**Text segment:**
Tuition and related expenses. A scholarship is tax-free only to the extent it is used to pay for (1) tuition and fees required to attend the school or (2) fees, books, supplies, and equipment required of all students in a particular course. For example, if a computer is recommended but not required, buying one wouldn't qualify. Other expenses that don't qualify include the cost of room and board, travel, research, and clerical help.

To the extent a scholarship award isn't used for qualifying items, it is taxable. The recipient is responsible for establishing how much of the award was used for qualified tuition and related expenses so as to be tax-free. You should maintain records (e.g., copies of bills, receipts, cancelled checks) that reflect the use of the scholarship money.

Scholarship award can't be payment for services. Subject to limited exceptions, a scholarship isn't tax-free if the payments are linked to services that your child performs as a condition for receiving the award, even if those services are required of all degree candidates. Thus, a stipend your child receives for required teaching, research, or other services is taxable, even if the child uses the money for tuition or related expenses.

Returns and records. If the scholarship is tax-free and your child has no other income, the award doesn't have to be reported on a return. However, any portion of the award that is taxable as payment for services is treated as wages, and the payor should withhold accordingly. Estimated tax payments may have to be made if the payor doesn't withhold enough tax. Your child should receive a Form W-2 showing the amount of these "wages" and the amount of tax withheld, but any portion of the award that is taxable must be reported, even if no Form W-2 is received.

Your child's award can have the following impact on these related tax issues:

(1) The dependency exemption (suspended for 2018-2025) that you claim for your child shouldn't be threatened by the scholarship. To claim an individual as your dependent, you must meet a support test. Although education is a support item, a special rule provides that educational costs covered by a scholarship (or fellowship) for a dependent who is a child of the taxpayer (but not for other dependents) aren't included in the calculation of total support.

(2) Any scholarship amounts that are taxable to the student will also increase your child's standard deduction. As noted above, to the extent scholarship funds are spent on room, board, or other nonqualifying expenses, the award is taxable. But the portion that's taxable to the student can be absorbed by a higher standard deduction. Because that taxable portion is treated as "earned income" (for purposes of the calculation of the standard deduction amount for dependents, see below), the student will qualify for a higher standard deduction.

**Supplied data:**
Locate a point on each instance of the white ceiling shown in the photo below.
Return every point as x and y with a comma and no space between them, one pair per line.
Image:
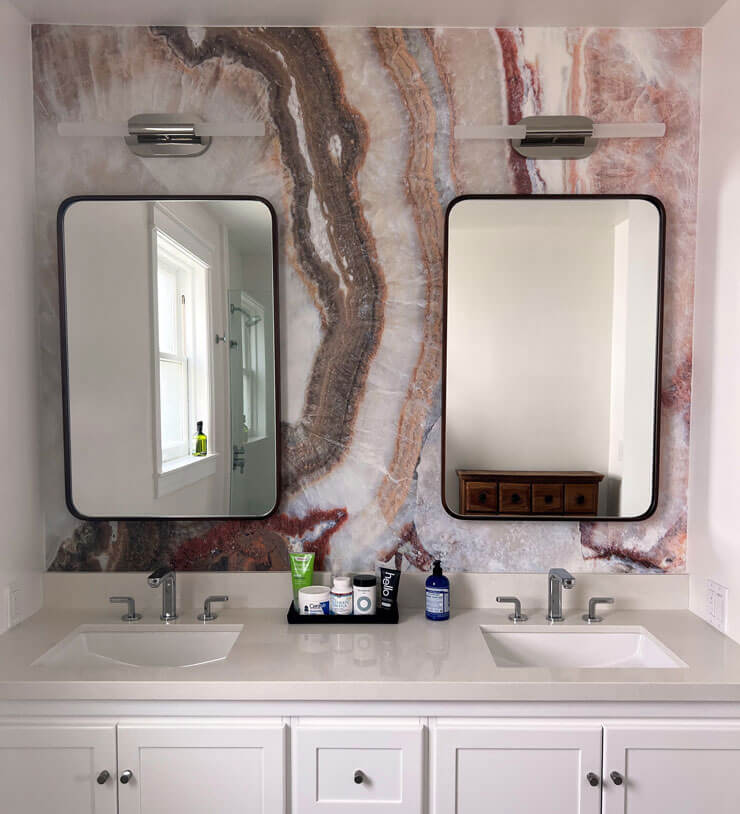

**Parts of the exercise:**
1) Rewrite the paragraph of the text on scholarship taxes that begins "Returns and records." as a short bulleted list that keeps its main facts.
2) Do these statements agree with the text on scholarship taxes? Answer yes or no for each, quoting the deciding words.
(a) Buying a computer that is recommended but not required counts as a tax-free expense.
(b) A stipend for required teaching is taxable even when the money goes toward tuition.
(c) The school is responsible for establishing how much of the award was used for qualified expenses.
3) Can you go on with the text on scholarship taxes, starting after its last sentence?

**Outputs by task:**
1)
- If the scholarship is tax-free and the child has no other income, the award doesn't have to be reported on a return.
- Any part of the award that is taxable as payment for services is treated as wages, and the payor should withhold tax on it.
- If the payor doesn't withhold enough, estimated tax payments may have to be made.
- The child should receive a Form W-2 showing these wages and the tax withheld. Any taxable portion must still be reported even if no Form W-2 arrives.

2)
(a) No: "if a computer is recommended but not required, buying one wouldn't qualify."
(b) Yes: "a stipend your child receives for required teaching, research, or other services is taxable, even if the child uses the money for tuition or related expenses."
(c) No: "The recipient is responsible for establishing how much of the award was used for qualified tuition and related expenses so as to be tax-free."

3)
The standard deduction allowed to dependents for 2019 is the greater of: (a) $1,100 or (b) $350 plus the dependent's earned income. But the standard deduction can't be more than the regular standard deduction ($12,200 for 2019 for single taxpayers). Thus, even though part of a scholarship is taxable, it may be "covered" by the standard deduction.

Example. T is a dependent of his parents. T's only income is $3,000 T received as part of a scholarship, which is taxable because it was applied to cover T's costs of room and board. Since the $3,000 is treated as earned income, T is entitled to a $3,350 standard deduction, which reduces his taxable income to zero.

(3) The tax-free scholarship may limit other higher education tax benefits to which you or your child may be entitled. Neither you nor your child may claim a credit, deduction, or exclusion for expenses paid with tax-free scholarship funds.

Thus, if your child receives a tax-free scholarship and his or her higher education expenses also qualify for any of the following credits, deductions, and exclusions, the expenses taken into account in computing any of these other benefits must first be reduced by the tax-free amounts used to pay the expenses:

        American Opportunity tax credit and Lifetime Learning credit.

        Deduction for interest on student loans.

        Coverdell ESA distribution exclusion.

        Qualified tuition (529) plan distribution exclusion.

        Savings bond interest exclusion.

         

Please contact us if you wish to discuss these or related matters further.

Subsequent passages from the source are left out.